▸ Overzicht opdrachten:
1. Neem uit de uitspraak over de werktijden letterlijk het gedeelte over dat begint met de woorden "De kantonrechter beoordeelde" en eindigt met "in de proceskosten.".
2. Vertaal deze zin uit de uitspraak over de werktijden in het Engels: "De kantonrechter heeft op 27 april 2011 uitspraak gedaan."
3. Op welke datum vond volgens de uitspraak over de werktijden de zitting plaats?

▸ Brondocument:

══════════

ECLI:NL:RBUTR:2011:BQ3288

Rechtbank Utrecht

Datum uitspraak
27 april 2011
Publicatiedatum
5 april 2013
Zaaknummer
743737 UV EXPL 11-114 RK/4062
Instantie
Rechtbank Utrecht
Type
Uitspraak
Rechtsgebied
Civiel recht
Procedures
  • Eerste aanleg - enkelvoudig
Vindplaatsen
  • Rechtspraak.nl
AI samenvatting door LexboostAutomatisch gegenereerd

Wijziging van werktijden in de zorgsector en de redelijkheid van de aanpassing

In deze zaak heeft [eiseres] Axioncontinu in kort geding gedagvaard, waarbij zij vorderde dat haar huidige werktijden van 18.00 tot 23.00 uur in stand zouden blijven. De kantonrechter heeft op 27 april 2011 uitspraak gedaan. De zitting vond plaats op 13 april 2011, waar beide partijen pleitnotities overlegden en [eiseres] haar vordering wijzigde. Axioncontinu had eerder aangekondigd de werktijden van [eiseres] te willen aanpassen naar een eerder aanvangstijdstip, wat door [eiseres] als een eenzijdige wijziging van haar arbeidsvoorwaarden werd betwist. De kantonrechter oordeelde dat [eiseres] een spoedeisend belang had bij haar vordering, maar dat er geen eenzijdig wijzigingsbeding was overeengekomen in de arbeidsovereenkomst. De rechter stelde vast dat de langdurige praktijk van [eiseres] om op bepaalde tijden te werken, deel uitmaakte van haar arbeidsvoorwaarden, ondanks dat dit niet expliciet in de arbeidsovereenkomst was vastgelegd.

De kantonrechter beoordeelde de redelijkheid van het voorstel van Axioncontinu om de werktijden te wijzigen aan de hand van de gewijzigde omstandigheden in de zorgsector. Axioncontinu voerde aan dat de financiering en de zorgvraag wijziging vereisten, en dat de huidige werktijden niet meer strookten met de behoeften van de bewoners. De kantonrechter vond dat Axioncontinu voldoende had aangetoond dat er sprake was van gewijzigde omstandigheden die een aanpassing van de werktijden rechtvaardigden. Hoewel de persoonlijke omstandigheden van [eiseres] ook werden meegewogen, oordeelde de kantonrechter dat de belangen van Axioncontinu zwaarder wogen. Uiteindelijk werden zowel de primaire als subsidiaire vorderingen van [eiseres] afgewezen, en werd zij veroordeeld in de proceskosten.

Uitspraak

RECHTBANK UTRECHT
Sector Civiel
Kantonrechter
Locatie Utrecht
zaaknummer: 743737 UV EXPL 11-114 RK/4062
kort geding vonnis d.d. 27 april 2011
inz[eiseres]
[eiseres],
wonende te [woonplaats],
verder ook te noemen [eiseres],
eisende partij,
gemachtigde: mr. W.P.J.M. van Gestel,
tegen:
de stichting
gevestigd te Utrecht,
verder ook te noemen Axioncontinu,
gedaagde partij,
gemachtigde: mr. A. Dekkers.

══════════

▸ Aangeleverd materiaal:

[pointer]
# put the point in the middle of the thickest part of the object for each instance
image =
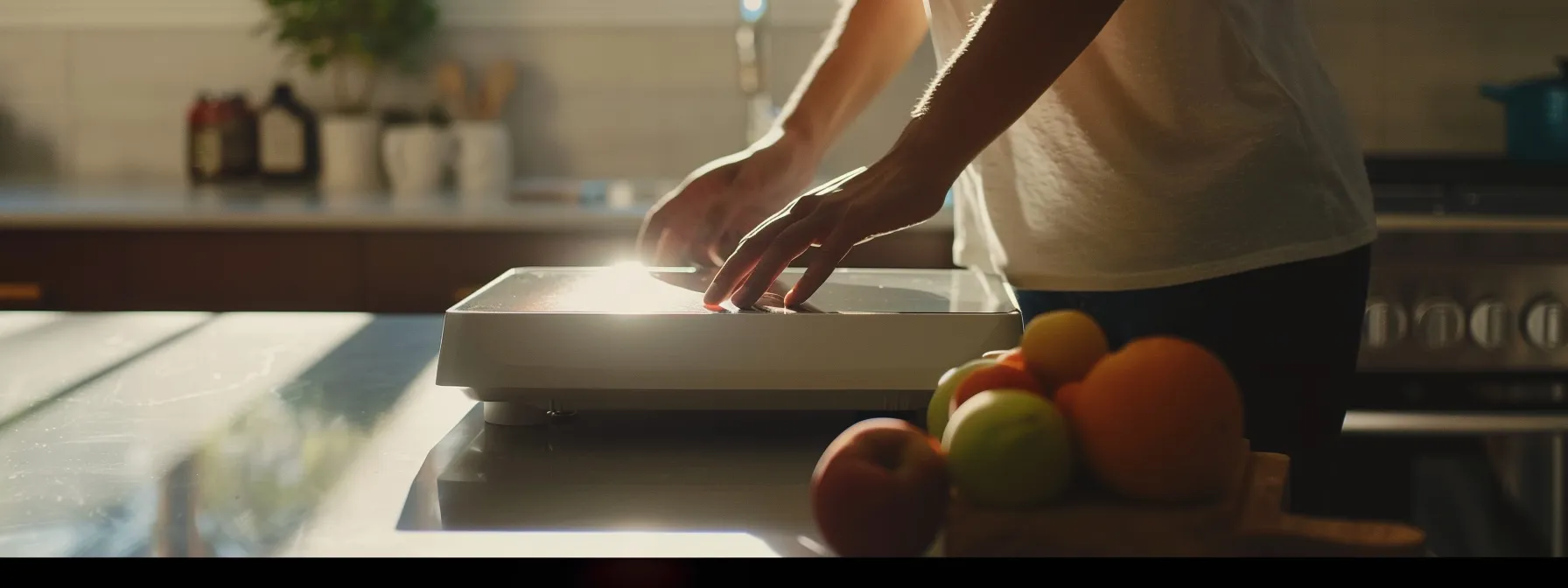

══════════

▸ Gegeven antwoorden:
1.
De kantonrechter beoordeelde de redelijkheid van het voorstel van Axioncontinu om de werktijden te wijzigen aan de hand van de gewijzigde omstandigheden in de zorgsector. Axioncontinu voerde aan dat de financiering en de zorgvraag wijziging vereisten, en dat de huidige werktijden niet meer strookten met de behoeften van de bewoners. De kantonrechter vond dat Axioncontinu voldoende had aangetoond dat er sprake was van gewijzigde omstandigheden die een aanpassing van de werktijden rechtvaardigden. Hoewel de persoonlijke omstandigheden van [eiseres] ook werden meegewogen, oordeelde de kantonrechter dat de belangen van Axioncontinu zwaarder wogen. Uiteindelijk werden zowel de primaire als subsidiaire vorderingen van [eiseres] afgewezen, en werd zij veroordeeld in de proceskosten.

2. The subdistrict court judge rendered judgment on April 27, 2011.

3. De zitting vond plaats op 13 april 2011.